• Task: Type the records that follow again exactly as written, but drop the pictures.

Dataset items
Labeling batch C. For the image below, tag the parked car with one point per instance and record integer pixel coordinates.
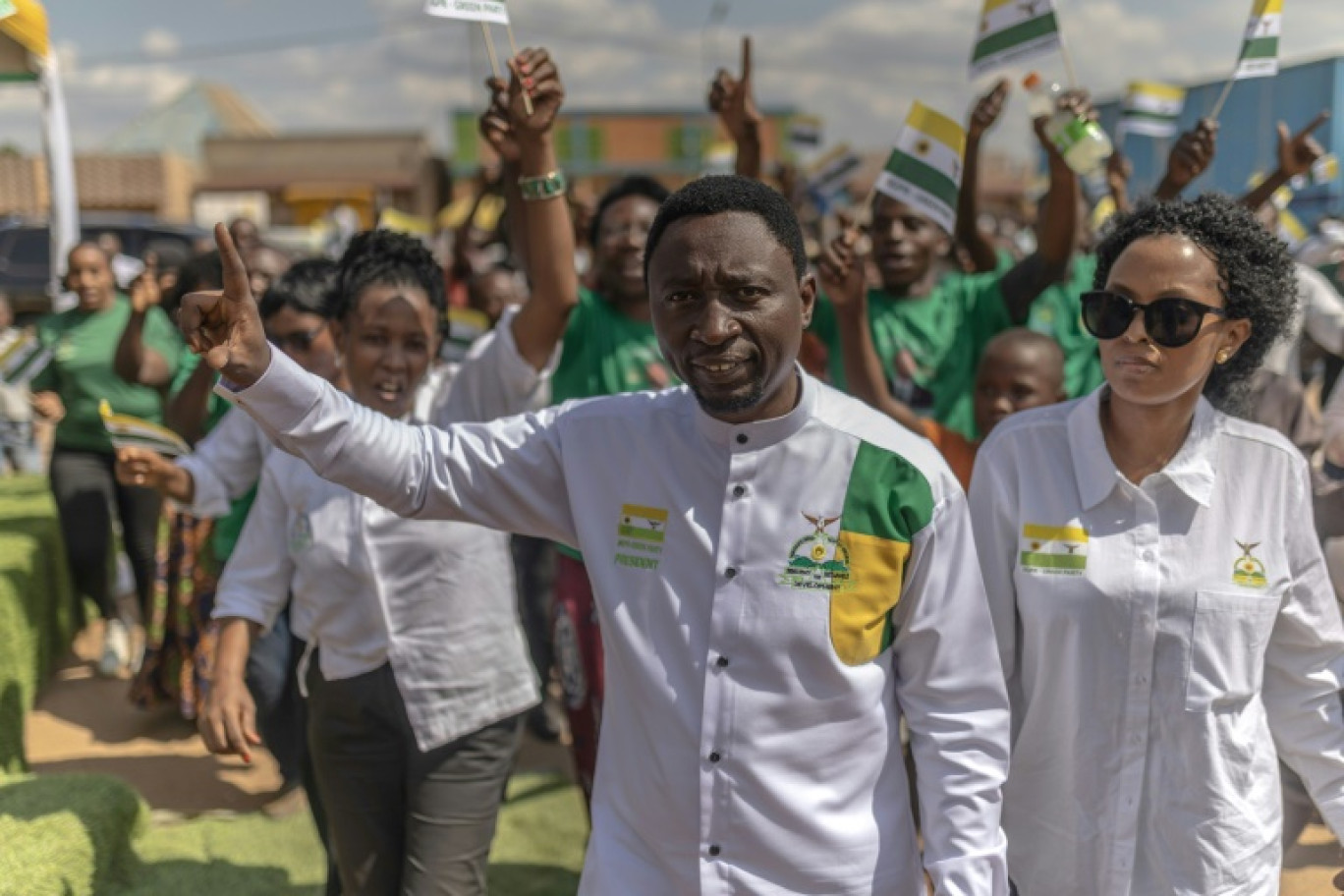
(26, 252)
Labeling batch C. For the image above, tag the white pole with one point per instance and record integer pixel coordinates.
(61, 169)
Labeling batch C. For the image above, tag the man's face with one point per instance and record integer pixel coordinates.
(1014, 377)
(906, 245)
(729, 310)
(618, 255)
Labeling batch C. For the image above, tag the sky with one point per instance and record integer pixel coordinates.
(320, 65)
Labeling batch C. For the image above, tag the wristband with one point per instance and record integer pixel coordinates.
(544, 187)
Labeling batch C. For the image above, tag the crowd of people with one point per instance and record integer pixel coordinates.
(1037, 507)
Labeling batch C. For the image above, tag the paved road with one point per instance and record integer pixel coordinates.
(84, 723)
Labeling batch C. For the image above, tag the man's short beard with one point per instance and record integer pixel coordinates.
(735, 403)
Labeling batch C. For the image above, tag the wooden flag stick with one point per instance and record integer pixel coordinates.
(489, 50)
(1222, 99)
(1069, 63)
(512, 47)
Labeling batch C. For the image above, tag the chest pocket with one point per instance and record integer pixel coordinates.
(320, 533)
(1227, 649)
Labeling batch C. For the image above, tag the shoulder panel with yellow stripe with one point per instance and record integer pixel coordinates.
(887, 503)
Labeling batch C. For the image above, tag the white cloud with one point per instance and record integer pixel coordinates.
(160, 42)
(857, 62)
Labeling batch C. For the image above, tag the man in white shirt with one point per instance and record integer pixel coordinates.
(782, 575)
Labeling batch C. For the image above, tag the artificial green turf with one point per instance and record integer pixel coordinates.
(537, 851)
(37, 615)
(66, 834)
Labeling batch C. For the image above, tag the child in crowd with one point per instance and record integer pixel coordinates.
(1019, 368)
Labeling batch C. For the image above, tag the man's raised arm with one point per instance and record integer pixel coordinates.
(504, 475)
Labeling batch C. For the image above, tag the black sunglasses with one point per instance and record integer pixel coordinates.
(299, 340)
(1169, 322)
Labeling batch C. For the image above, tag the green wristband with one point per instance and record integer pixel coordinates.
(544, 187)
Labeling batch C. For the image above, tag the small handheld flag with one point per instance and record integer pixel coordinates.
(132, 431)
(1012, 31)
(1152, 109)
(1260, 48)
(22, 358)
(806, 131)
(924, 167)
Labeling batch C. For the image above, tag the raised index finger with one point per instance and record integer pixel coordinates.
(1316, 123)
(236, 273)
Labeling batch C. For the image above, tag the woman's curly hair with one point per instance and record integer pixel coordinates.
(1259, 277)
(386, 258)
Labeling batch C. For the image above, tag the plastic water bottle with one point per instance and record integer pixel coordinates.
(1082, 142)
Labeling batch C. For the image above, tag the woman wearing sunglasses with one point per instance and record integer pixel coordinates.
(1161, 607)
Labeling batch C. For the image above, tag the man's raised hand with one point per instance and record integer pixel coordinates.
(536, 76)
(731, 99)
(223, 325)
(988, 109)
(1299, 152)
(496, 127)
(842, 267)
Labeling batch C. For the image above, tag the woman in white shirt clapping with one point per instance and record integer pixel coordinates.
(1158, 596)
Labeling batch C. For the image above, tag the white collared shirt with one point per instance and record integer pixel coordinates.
(773, 598)
(434, 599)
(1158, 643)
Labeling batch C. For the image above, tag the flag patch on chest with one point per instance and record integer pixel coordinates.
(1054, 549)
(639, 536)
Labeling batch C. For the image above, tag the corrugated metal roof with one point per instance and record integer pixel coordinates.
(180, 125)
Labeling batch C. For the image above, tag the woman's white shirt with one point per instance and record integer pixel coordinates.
(1164, 644)
(434, 599)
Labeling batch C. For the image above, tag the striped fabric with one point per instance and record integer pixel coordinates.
(1260, 48)
(1012, 31)
(924, 167)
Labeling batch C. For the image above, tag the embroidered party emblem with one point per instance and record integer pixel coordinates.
(640, 534)
(1054, 549)
(817, 562)
(300, 533)
(1248, 571)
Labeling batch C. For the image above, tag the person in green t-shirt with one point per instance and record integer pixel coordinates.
(928, 326)
(86, 368)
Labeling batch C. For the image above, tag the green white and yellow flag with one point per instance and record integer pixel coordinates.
(1260, 50)
(643, 524)
(1152, 109)
(132, 431)
(1059, 549)
(22, 358)
(471, 10)
(1012, 31)
(924, 167)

• Answer to this problem:
Labeling batch C. For the image below, tag the parked car with one point per instance and record integer pixel coordinates.
(26, 252)
Labeling batch C. For the image above, tag the white pole with one point per instance and record integer pixel coordinates.
(61, 169)
Labeling batch C. For the image above, tag the man's face with one point per instance and record integer pixel coordinates.
(1014, 377)
(906, 245)
(729, 310)
(618, 255)
Labeling batch C. For the image above, tag the sky with one point per instance and record integer pixel coordinates.
(320, 65)
Labeling batch C. For the image above, tag the wristband with one point per instance and record integer pixel coordinates.
(544, 187)
Labeling batch C. For the image above, tag the crowd of people with one point per instance and record integer pixel coordinates.
(1037, 507)
Labeling batch C. For the image above, tag the paved road with one point per instance and record integer pixel coordinates.
(84, 723)
Labeling batch C. For the image above, tag the man's short beard with one point per instance and record integer pixel coordinates.
(735, 403)
Labeling batch C. For the image above, tag the wooden flag stick with one point per instance and record integer pixel coordinates.
(489, 50)
(1222, 99)
(1069, 63)
(512, 47)
Labeling batch C. For the image above, tag the chest pocket with one point per instance and record integer pixel coordinates.
(320, 533)
(1227, 649)
Labeling batch C. For the image above, tag the shoulder panel with yellow stripe with one point per instance and record integer pixel coordinates.
(887, 503)
Labeling batch C. For the image above, tag the white cloud with one point per instance and record integer pixel coordinates.
(160, 42)
(857, 62)
Labeling batch C. For the image above, tag the man in white shirt with one point per instance and record integer pixel coordinates.
(782, 575)
Labeling batch C. For the image above, tag the artificial green turf with one point per instance and record integer pixel coordinates.
(537, 851)
(37, 615)
(66, 834)
Labeling batch C. For the image above, tag the child in crowd with one point per instance and record integer pixel coordinates.
(1019, 368)
Labeling batch C. For the image above, tag the man's raised arm with one point per instance and record integer pixel coordinates.
(504, 475)
Labeling batch C. For the image above, tag the black sunglasses with one point per instance and record integer pixel coordinates.
(299, 340)
(1169, 322)
Labeling batch C. For the image above, tag the green wristband with one point per instance and record integer pixel coordinates.
(544, 187)
Labeling batch C. For the image above, tag the small handheld flag with one point per instance and record integer pixel coordinates.
(132, 431)
(1012, 31)
(1152, 109)
(1260, 48)
(22, 358)
(806, 131)
(924, 167)
Labeling batch C. For the image above, tag the raised index finger with one point per instance and record integer pixel coordinates.
(1316, 123)
(236, 273)
Labeling batch C. For the image above, tag the woman's curly hair with one point per instance and record integer pixel coordinates.
(1259, 277)
(386, 258)
Labeling batch C. For the image above, tag the plastic water bottle with one point per instance and record integer pixel coordinates.
(1082, 142)
Labeling batch C. For the image above, tag the woman wearing sunglasses with one point per instance and record integer pixel coordinates.
(1161, 607)
Labeling batch C. For the image above, tag the man's raised hand with one point per instance and record integer pixel coordinates.
(536, 76)
(731, 99)
(223, 325)
(988, 109)
(1299, 152)
(496, 127)
(842, 267)
Labeling batch C. For the image above, tag the woman in white shirt clapping with one point per instance and record integer pixel coordinates.
(1158, 596)
Labeling batch C. For the image above, tag the white collared shirt with one point per instance and record integer pixel coordinates.
(773, 598)
(434, 599)
(1158, 643)
Labeling batch C. For the image above, tag the flag patch on chest with one point per instance and record integer pixel coordinates.
(1054, 549)
(639, 536)
Labeling batch C. For the image above, tag the corrugated metal roof with one point per instance and record integer pixel coordinates.
(180, 125)
Labeling batch C. For the image above, tag the woman's white shirt with one point per instance and record integer pixel coordinates.
(1164, 644)
(434, 599)
Labeling batch C. For the image above, tag the striped fabric with one point per instance and record integer pixel coordinates.
(1260, 48)
(1012, 31)
(924, 167)
Labeling batch C. For the image above, tag the embroidered party emblem with one point per instance and record integer pixel coordinates.
(640, 534)
(1054, 549)
(817, 562)
(300, 533)
(1248, 571)
Labeling batch C. For the image above, tag the person in green t-shirt with one point per instance and record integer pixel coordinates.
(928, 326)
(86, 368)
Labeling batch C. For the image above, tag the green white and yellow flag with one point per instance and record integer pixel coordinates.
(1260, 50)
(643, 524)
(1152, 109)
(132, 431)
(1059, 549)
(22, 358)
(471, 10)
(1012, 31)
(924, 167)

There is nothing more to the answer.